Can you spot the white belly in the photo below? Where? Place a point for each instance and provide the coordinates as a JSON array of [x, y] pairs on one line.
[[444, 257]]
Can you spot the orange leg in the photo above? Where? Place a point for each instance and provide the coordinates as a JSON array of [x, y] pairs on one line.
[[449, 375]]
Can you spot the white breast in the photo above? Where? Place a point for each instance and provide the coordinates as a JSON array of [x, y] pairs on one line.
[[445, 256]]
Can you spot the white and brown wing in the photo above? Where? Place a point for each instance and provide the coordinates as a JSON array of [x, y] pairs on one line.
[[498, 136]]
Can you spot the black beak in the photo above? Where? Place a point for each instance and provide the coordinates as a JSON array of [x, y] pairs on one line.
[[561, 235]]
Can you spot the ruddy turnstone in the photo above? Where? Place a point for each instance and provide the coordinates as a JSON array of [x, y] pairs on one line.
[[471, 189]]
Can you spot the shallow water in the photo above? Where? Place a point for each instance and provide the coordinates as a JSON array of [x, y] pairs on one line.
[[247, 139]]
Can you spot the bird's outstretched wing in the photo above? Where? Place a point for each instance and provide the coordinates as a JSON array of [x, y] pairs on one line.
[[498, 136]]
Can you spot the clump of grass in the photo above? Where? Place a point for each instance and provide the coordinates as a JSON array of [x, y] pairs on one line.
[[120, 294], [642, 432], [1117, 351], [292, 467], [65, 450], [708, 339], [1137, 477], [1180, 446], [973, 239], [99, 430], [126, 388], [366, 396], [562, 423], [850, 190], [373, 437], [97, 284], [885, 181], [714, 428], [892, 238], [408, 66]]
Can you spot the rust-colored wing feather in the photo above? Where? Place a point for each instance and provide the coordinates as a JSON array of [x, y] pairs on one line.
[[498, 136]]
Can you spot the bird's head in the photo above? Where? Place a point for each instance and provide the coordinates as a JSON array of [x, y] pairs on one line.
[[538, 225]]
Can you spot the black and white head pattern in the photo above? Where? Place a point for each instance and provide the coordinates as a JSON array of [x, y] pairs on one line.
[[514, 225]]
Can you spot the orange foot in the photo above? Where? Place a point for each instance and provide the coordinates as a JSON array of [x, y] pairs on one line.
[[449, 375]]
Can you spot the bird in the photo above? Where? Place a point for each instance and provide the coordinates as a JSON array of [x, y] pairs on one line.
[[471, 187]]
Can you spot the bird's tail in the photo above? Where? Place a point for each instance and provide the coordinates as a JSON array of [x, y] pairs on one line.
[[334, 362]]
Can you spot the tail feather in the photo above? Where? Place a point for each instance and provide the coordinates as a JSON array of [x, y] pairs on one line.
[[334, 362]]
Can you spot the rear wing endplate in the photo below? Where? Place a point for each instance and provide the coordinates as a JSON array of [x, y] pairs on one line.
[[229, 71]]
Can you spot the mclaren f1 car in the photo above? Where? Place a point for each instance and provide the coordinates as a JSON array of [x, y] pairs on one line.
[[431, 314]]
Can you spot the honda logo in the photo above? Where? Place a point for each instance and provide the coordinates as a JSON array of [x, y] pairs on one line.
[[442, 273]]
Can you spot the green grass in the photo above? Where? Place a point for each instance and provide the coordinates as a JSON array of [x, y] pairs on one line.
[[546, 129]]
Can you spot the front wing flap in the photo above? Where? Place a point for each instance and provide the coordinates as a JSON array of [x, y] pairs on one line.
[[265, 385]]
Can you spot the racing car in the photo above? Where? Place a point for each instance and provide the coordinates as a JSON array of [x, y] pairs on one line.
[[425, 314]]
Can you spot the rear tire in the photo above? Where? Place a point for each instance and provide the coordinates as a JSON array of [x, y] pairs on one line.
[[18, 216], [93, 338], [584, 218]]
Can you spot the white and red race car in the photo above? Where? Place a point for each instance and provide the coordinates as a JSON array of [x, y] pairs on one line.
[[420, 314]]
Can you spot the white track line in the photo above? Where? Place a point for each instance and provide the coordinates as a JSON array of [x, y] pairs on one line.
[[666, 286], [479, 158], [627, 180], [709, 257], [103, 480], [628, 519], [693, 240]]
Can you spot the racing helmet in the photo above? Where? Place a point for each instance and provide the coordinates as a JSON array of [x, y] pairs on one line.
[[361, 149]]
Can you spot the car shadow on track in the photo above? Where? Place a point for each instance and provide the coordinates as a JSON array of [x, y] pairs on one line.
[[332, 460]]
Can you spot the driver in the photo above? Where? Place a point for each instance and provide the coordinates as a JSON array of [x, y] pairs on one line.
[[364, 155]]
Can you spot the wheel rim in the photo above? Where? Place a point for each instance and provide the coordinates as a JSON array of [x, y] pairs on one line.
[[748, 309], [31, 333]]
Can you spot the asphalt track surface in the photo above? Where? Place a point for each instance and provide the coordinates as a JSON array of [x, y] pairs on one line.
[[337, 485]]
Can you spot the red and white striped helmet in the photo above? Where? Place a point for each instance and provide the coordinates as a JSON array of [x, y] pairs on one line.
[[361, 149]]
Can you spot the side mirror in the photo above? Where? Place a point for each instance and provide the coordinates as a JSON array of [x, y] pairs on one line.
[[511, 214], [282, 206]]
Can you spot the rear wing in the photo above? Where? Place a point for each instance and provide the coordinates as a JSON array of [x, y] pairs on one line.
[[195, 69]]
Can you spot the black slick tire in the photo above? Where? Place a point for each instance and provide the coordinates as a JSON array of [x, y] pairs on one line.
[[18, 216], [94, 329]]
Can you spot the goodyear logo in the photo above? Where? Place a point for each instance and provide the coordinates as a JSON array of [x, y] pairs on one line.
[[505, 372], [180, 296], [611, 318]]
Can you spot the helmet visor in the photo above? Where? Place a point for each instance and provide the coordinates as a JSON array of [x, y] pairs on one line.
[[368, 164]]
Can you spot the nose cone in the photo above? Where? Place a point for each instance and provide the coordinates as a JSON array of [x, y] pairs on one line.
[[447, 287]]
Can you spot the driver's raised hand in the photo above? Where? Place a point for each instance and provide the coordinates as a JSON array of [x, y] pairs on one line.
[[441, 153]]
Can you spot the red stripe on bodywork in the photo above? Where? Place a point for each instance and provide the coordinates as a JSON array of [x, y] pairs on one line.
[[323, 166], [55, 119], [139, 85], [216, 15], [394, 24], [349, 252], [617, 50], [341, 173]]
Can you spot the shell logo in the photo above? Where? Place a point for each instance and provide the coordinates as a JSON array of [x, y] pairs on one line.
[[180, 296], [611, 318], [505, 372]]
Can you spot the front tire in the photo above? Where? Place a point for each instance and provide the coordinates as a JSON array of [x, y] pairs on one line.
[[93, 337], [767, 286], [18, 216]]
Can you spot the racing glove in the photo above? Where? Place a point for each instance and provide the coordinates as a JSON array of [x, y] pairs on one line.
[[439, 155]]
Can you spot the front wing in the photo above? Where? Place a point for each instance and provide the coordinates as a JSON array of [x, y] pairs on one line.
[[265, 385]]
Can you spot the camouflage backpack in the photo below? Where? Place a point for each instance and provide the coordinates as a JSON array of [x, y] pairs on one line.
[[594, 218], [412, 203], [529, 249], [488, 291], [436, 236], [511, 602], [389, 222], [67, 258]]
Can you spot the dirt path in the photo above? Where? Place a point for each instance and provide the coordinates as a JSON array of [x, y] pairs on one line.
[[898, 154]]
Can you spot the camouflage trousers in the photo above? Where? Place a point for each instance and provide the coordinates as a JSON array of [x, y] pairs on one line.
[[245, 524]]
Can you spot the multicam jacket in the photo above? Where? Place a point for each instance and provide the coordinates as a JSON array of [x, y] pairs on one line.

INSTRUCTION |
Rewrite all of the records above as a numbered list, leaving out any blank lines.

RESPONSE TO THE TASK |
1. Can you spot the white belly in the photo below? Where? Place a point for each instance and provide the coordinates as a JSON array of [x, y] pairs on one line.
2. [[444, 257]]
3. Can you spot the orange leg in the photo above? Where? Place a point for each instance and provide the coordinates as a JSON array of [x, y] pairs on one line.
4. [[449, 375]]
5. Can you spot the white breast in the photo above? Where? Place a point for each instance and provide the coordinates as a JSON array of [x, y] pairs on one line.
6. [[445, 256]]
7. Can you spot the white and brown wing in the photo above? Where? Place a point for each instance and provide the coordinates as a JSON array of [x, y] pairs on one line.
8. [[498, 136]]
9. Can you spot the black beak in the photo above? Where? Place a point for each instance and provide the coordinates as a JSON array of [x, y] pairs on one line.
10. [[561, 235]]
11. Can you spot the ruddy turnstone in the photo above? Where? Place a point for each instance and provide the coordinates as a JSON array of [x, y] pairs on one line.
12. [[471, 189]]
13. Can you spot the shallow water in the photo above? Where? Place a point for each instance and provide the coordinates as a JSON array of [x, y] pairs on one line.
14. [[247, 139]]
15. Can you spot the bird's outstretched wing in the photo above? Where? Place a point for each instance and provide the coordinates as a JSON array of [x, y] pairs on one line.
16. [[498, 136]]
17. Can you spot the clump of grass in the photo above? Where? Place a point for each instance and provide the coordinates as a JSON array of [x, y] pairs on one line.
18. [[120, 294], [642, 432], [1117, 351], [292, 467], [65, 450], [708, 339], [1137, 477], [1180, 446], [973, 239], [99, 430], [126, 388], [366, 396], [562, 423], [850, 190], [373, 437], [97, 284], [885, 181], [714, 428], [892, 238], [408, 66]]
19. Can you spot the rust-colored wing feather in the photo above? Where? Place a point for each instance and provide the coordinates as a JSON array of [x, y] pairs on one line.
20. [[498, 136]]
21. Can you spot the bird's head in the photo above? Where? Place a point for each instance and provide the coordinates as a JSON array of [x, y] pairs on one line.
22. [[538, 225]]
23. Can you spot the black and white head pattern in the photo above? Where? Place a point for each instance and provide the coordinates as a JSON array of [x, y] pairs on one line.
24. [[514, 225]]
25. Can you spot the orange foot in the photo above? Where? Place a point for each instance and provide the coordinates as a JSON array of [x, y] pairs on one line.
26. [[449, 375]]
27. Can you spot the bird in the photo above? Where? Place a point for each instance and provide the coordinates as a JSON array of [x, y] pairs on one line.
28. [[471, 187]]
29. Can you spot the bird's tail in the photo above? Where? Place a point for each instance and provide the coordinates as a JSON array of [x, y] pairs on one line.
30. [[334, 362]]
31. Can you spot the tail feather in the photo above? Where? Place a point for each instance and provide the coordinates as a JSON array of [x, y] pairs on one line.
32. [[334, 362]]
33. Can you spot the rear wing endplate in the photo below? Where? Place a point for each instance and provide the coordinates as a JSON array of [x, y] pairs on one line.
34. [[229, 71]]
35. Can you spot the mclaren f1 car in the photo above? Where? Place a point for each instance and provide the coordinates as a JSON array of [x, y] pairs on one line.
36. [[431, 314]]
37. Can you spot the honda logo in the photo above? Where? Place a point for each instance and provide the coordinates as a JSON array of [x, y] pairs on one line.
38. [[442, 273]]
39. Can you spot the green grass in the photo above? Where? Place a point for each instance and provide the coordinates as a JSON array of [x, y] pairs on one line.
40. [[546, 129]]
41. Can you spot the front wing flap in the photo above? Where? Place a point for each instance and provide the coordinates as a JSON array of [x, y] pairs on one line.
42. [[265, 385]]
43. Can you spot the racing car in the photo above? Where? Place a point for each instance and provide the coordinates as a JSON array of [x, y] pairs on one line.
44. [[425, 314]]
45. Can you spot the rear tire in the photo above? Where? Place a point for each instance and provide the coordinates as a JSON array of [x, y] pairs on one line.
46. [[18, 216], [93, 338], [584, 218]]
47. Can you spot the white and red race car in the photo above? Where? Place a point for each instance and provide the coordinates as a JSON array of [x, y] pairs on one line.
48. [[420, 314]]
49. Can you spot the white track line in the photo above? Where? Place a point for each instance and provide the coordinates as a JSON array of [x, y] pairs on one line.
50. [[666, 286], [479, 158], [627, 180], [709, 257], [103, 480], [628, 519], [693, 240]]
51. Can you spot the racing helmet in the photo above? Where? Place a point for each instance and provide the coordinates as a JSON array of [x, y] pairs on one line.
52. [[361, 149]]
53. Can you spot the car shadow on track in the photo above? Where? Place a point for each instance and provide the coordinates as a JSON array of [x, y] pairs on one line.
54. [[332, 460]]
55. Can you spot the driver in the photo above? Where? Place a point for each instance and provide the coordinates as a JSON array of [x, y] pairs on one line.
56. [[364, 155]]
57. Can you spot the wheel rim in the photo above? Where? Place a point for each instance and provide the coordinates as a JSON array of [x, y] pairs on one line.
58. [[748, 309], [31, 333]]
59. Can you spot the asphalt track surface in the photo above? Where? Place a point for each instance and provide the coordinates as a JSON array of [x, y] pairs on one line.
60. [[337, 485]]
61. Can you spot the red and white striped helmet in the photo above? Where? Place a point for each instance and provide the coordinates as a JSON array of [x, y] pairs on one line.
62. [[361, 149]]
63. Can you spot the side mirror in the photo above? Where? Place a point for each instance and provide the coordinates as a JSON array of [x, y] pairs on one line.
64. [[511, 214], [282, 206]]
65. Can you spot the rear wing in the photo above? Where? Place a point for each instance and provide the coordinates as a JSON array of [x, y] pairs on one line.
66. [[195, 69]]
67. Can you spot the black slick tire in the photo above? Where? Place a point for each instance and provide the coordinates as a JSON array of [x, y] pairs on one line.
68. [[18, 216], [94, 329]]
69. Can you spot the goodyear logo in the photo above? Where? Place a point for each instance and provide the coordinates as a JSON array of [x, y] pairs on one line.
70. [[505, 372], [180, 296], [611, 318]]
71. Can you spot the helmet visor in the photo above? Where? Place a point for each instance and provide the coordinates as a JSON array of [x, y] pairs on one line.
72. [[368, 164]]
73. Can you spot the nose cone in the photo above? Where? Place a point for each instance and provide the coordinates as a JSON array of [x, y] pairs on one line.
74. [[447, 287]]
75. Can you spot the driver's raised hand in the photo above? Where? Place a point for each instance and provide the coordinates as a JSON array of [x, y] pairs on one line.
76. [[441, 153]]
77. Can you spot the red stripe on bodywork in the photo above? Where? Place a point for each instance and provide the coordinates as a JSON array of [x, y] pairs on one line.
78. [[323, 166], [55, 119], [139, 85], [216, 15], [394, 24], [349, 252], [617, 50], [341, 173]]
79. Can you spot the shell logo in the photo above? Where? Place a point for each instance and provide the coordinates as a JSON array of [x, y] pairs on one line.
80. [[180, 296], [611, 318], [505, 372]]
81. Can you spot the front tire in the photo above? Where? Place a point for each instance and provide the coordinates as a JSON array of [x, y] pairs on one line.
82. [[93, 337], [767, 286], [18, 216]]
83. Can you spot the racing glove in the photo above? Where? Place a point for each instance and provide the coordinates as a JSON array of [x, y] pairs on one line.
84. [[439, 155]]
85. Can you spot the front wing in the photo above? Where? Place a point for each instance and provide the coordinates as a JSON array of [x, y] pairs on one line.
86. [[265, 385]]
87. Can you spot the camouflage backpack in the photo below? Where? Place a point for each instance and provide the coordinates as a JSON array of [x, y] pairs on one line.
88. [[594, 218], [412, 203], [529, 249], [488, 291], [436, 236], [511, 602], [389, 222], [67, 258]]
89. Can you spot the dirt path in the photo above? Where? Place a point for each instance and provide the coordinates as a JSON array of [x, y] pairs on one line.
90. [[898, 154]]
91. Can you spot the camouflage trousers in the photo above? Where? Place a point for each instance and provide the coordinates as a JSON array of [x, y] pairs on one line.
92. [[245, 524]]
93. Can you spot the multicam jacket in the photo above? Where? Place a point for each instance and provide the coordinates as a JSON array of [x, y] pairs on one line.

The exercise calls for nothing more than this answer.